● **Stated exercise 1**
Please swap "branch" for "twig" in the raw records from their first line through the line containing "[14,111,286,168]", and write out those lines with nothing else changed.
● **Stated exercise 2**
Extend the Sandbridge surf fishing thread with new text that picks up right after its last line.

# Sandbridge beach



## Mojo15 (Aug 1, 2010)

Hello, New to this forum and was just wondering if anybody could help me out..

Going down to Sandbridge for the week.. "house rented on the ocean" in the last week of August, and I 'm trying to get and idea what the fishing is like on the surf? Bait, tackle etc.

I do I lot of surf fishing back home and just wanted to be prepared for the trip.
Also do I need a license? I heard different stories and get a straight answer.
Any info would be greatly appreciated!

Thanks Again.


----------



## Advisor (Jan 12, 2003)

Mojo15 said:


> Hello, New to this forum and was just wondering if anybody could help me out..
> 
> Also do I need a license? I heard different stories and get a straight answer.
> Any info would be greatly appreciated!
> ...


Welcome to PierandSurf. The community here has loads of info and some of it actually works . You will need a salt water license which you can get at any Wal*Mart in Va. I believe they have a 5 day license. You can check.
Good luck,Advisor


----------



## Mojo15 (Aug 1, 2010)

Advisor said:


> Welcome to PierandSurf. The community here has loads of info and some of it actually works . You will need a salt water license which you can get at any Wal*Mart in Va. I believe they have a 5 day license. You can check.
> Good luck,Advisor


Thanks Adviser, 
Will apply for the license, and thanks for the quick response!
looking foward to fishing VA !


----------



## Islander80 (Mar 27, 2010)

Mojo15 said:


> Hello, New to this forum and was just wondering if anybody could help me out..
> 
> Going down to Sandbridge for the week.. "house rented on the ocean" in the last week of August, and I 'm trying to get and idea what the fishing is like on the surf? Bait, tackle etc.
> 
> ...


What kind of tackle can you bring with you?


----------



## Mojo15 (Aug 1, 2010)

Islander80 said:


> What kind of tackle can you bring with you?


Where I fish "mostly stripers" I usually use my 12ft Lamiglas SS with a Penn 9500.
Great setup for stripers and blues but I think might be to "big" for what is fishing right now in Va.

Raw records
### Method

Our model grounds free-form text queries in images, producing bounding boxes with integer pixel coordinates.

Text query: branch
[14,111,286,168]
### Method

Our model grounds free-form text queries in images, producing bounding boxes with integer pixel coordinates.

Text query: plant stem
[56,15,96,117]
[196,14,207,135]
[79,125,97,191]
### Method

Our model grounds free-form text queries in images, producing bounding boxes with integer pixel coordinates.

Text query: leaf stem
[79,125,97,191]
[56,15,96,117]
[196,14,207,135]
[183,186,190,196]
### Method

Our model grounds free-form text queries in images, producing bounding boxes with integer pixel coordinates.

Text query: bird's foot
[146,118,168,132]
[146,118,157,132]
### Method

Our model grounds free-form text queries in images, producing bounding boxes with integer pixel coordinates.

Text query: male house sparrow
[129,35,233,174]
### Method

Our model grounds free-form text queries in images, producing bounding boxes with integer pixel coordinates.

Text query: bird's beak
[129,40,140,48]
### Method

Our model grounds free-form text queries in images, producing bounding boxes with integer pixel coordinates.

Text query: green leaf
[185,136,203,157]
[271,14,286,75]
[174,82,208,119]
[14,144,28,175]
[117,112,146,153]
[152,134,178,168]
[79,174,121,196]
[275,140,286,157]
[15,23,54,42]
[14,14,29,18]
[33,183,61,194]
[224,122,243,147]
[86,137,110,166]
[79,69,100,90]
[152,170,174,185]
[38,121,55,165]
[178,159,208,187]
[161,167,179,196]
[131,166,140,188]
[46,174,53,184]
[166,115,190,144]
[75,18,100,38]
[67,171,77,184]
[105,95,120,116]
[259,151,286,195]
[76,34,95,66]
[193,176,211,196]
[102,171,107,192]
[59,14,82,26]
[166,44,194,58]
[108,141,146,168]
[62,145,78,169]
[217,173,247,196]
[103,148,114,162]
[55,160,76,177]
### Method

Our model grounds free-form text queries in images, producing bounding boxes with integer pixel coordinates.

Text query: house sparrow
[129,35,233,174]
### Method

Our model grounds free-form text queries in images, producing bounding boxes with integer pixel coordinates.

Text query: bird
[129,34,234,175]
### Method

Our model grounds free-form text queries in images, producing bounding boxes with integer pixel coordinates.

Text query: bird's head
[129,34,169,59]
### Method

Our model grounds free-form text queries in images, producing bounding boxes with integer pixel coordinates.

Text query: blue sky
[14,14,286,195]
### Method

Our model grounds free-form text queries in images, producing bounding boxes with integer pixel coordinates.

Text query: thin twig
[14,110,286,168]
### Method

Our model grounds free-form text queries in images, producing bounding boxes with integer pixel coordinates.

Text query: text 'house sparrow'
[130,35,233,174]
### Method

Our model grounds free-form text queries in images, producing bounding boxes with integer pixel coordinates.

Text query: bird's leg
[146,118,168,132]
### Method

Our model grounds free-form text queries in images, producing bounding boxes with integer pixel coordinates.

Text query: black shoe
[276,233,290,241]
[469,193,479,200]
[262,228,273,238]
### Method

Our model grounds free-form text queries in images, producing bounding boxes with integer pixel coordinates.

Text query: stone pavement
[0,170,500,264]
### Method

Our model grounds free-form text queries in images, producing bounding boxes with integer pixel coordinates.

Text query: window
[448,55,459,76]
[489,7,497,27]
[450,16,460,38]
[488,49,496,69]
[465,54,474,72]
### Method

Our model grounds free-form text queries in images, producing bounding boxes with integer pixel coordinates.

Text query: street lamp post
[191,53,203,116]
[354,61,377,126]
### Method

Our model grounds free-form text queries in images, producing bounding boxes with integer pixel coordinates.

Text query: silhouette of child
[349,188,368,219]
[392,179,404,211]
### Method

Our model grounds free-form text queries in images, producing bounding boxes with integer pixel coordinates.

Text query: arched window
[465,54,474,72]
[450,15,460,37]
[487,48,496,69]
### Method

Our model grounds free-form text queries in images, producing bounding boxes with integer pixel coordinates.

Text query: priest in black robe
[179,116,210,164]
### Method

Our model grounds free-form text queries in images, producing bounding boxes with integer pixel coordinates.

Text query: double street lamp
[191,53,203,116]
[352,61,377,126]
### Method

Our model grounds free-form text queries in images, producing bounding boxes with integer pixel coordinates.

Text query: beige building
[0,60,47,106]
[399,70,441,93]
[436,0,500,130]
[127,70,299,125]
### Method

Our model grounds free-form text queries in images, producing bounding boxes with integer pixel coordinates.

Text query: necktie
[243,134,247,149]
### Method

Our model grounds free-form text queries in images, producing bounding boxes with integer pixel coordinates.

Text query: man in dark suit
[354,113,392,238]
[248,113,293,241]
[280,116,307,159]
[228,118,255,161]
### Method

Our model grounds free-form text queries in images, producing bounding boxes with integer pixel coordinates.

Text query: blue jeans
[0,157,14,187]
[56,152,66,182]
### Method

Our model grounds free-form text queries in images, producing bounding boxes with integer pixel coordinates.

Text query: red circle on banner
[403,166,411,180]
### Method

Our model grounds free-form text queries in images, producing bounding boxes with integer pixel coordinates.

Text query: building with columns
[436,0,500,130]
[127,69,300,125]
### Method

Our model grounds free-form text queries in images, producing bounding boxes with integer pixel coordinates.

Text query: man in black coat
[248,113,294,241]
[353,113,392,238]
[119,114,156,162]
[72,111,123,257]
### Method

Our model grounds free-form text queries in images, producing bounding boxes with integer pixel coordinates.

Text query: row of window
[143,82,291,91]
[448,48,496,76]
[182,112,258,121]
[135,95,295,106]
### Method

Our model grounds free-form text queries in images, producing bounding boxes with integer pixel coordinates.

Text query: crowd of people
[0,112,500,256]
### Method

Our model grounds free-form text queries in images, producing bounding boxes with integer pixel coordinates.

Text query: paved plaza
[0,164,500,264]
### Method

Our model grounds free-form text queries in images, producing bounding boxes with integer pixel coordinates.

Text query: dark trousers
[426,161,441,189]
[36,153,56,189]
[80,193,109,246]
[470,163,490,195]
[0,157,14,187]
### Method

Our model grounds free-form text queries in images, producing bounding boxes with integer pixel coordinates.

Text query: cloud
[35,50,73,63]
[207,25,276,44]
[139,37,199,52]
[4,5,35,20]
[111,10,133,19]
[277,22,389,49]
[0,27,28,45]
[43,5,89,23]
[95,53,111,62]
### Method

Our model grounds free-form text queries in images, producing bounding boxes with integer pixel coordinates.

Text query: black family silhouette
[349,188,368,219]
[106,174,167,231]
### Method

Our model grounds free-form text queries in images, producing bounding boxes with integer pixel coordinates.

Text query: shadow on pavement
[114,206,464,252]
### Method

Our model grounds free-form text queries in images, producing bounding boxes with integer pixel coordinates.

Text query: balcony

● **Response 1**
### Method

Our model grounds free-form text queries in images, producing bounding boxes with integer pixel coordinates.

Text query: twig
[14,111,286,168]

● **Response 2**
I also have 10 ft Ugly with a Penn 750ss.
I plan on bringing both.
Have a wide assortment of silvers, poppers, etc, Plan on doing some early morning fishing before the kiddies get up, "Me and My Dog time"! 

What fish are running?
Bait being used?
Any info would be great,


----------



## Fresh/Saltmaniac (Apr 17, 2010)

Croaker at night, kingfish, spot, small bluefish, spanish mackerel. Croaker, spot, and kings will hit bloodworms, shrimp, squid, clams. Spanish like plugs, spoons, and small live bait, blues the same. the rods you mentioned are way too heavy for lures and you won't have much fun with fighting any of the fish mentioned but they will work. I would find a pier which gives you the chance for spanish because they're often out of surf casting range, and I think piers are very productive in general. A 7 foot medium heavy rated for 1 or 2 oz is ideal for casting those lures and still lets you have some fun fighting the fish.


----------



## Mojo15 (Aug 1, 2010)

Fresh/Saltmaniac said:


> Croaker at night, kingfish, spot, small bluefish, spanish mackerel. Croaker, spot, and kings will hit bloodworms, shrimp, squid, clams. Spanish like plugs, spoons, and small live bait, blues the same. the rods you mentioned are way too heavy for lures and you won't have much fun with fighting any of the fish mentioned but they will work. I would find a pier which gives you the chance for spanish because they're often out of surf casting range, and I think piers are very productive in general. A 7 foot medium heavy rated for 1 or 2 oz is ideal for casting those lures and still lets you have some fun fighting the fish.


Yes I figured that. Have I couple of buddies with some smaller set ups.
Definitely will bring the "lighter stuff".
Thank you for the Info, It was very helpful and looking forward to fishing Sanbridge!


----------



## FishTaco (Jul 19, 2010)

*When will you be down there?*

Ill be there the week of 14 Aug pitching some gotchyas from the pier, slings, and stings from the beach. Anyone hike down into False Cape and fish from the beach out there? If so how is it?


----------



## dirtyhandslopez (Nov 17, 2006)

There's some killer holes about two miles down. Try to time the tide so you can walk down at low/halfway up, fish the high tide, then come back when the tide goes down agian. Walking on the soft sand all the way down is not easy.


----------



## GotchaMack (Jun 16, 2004)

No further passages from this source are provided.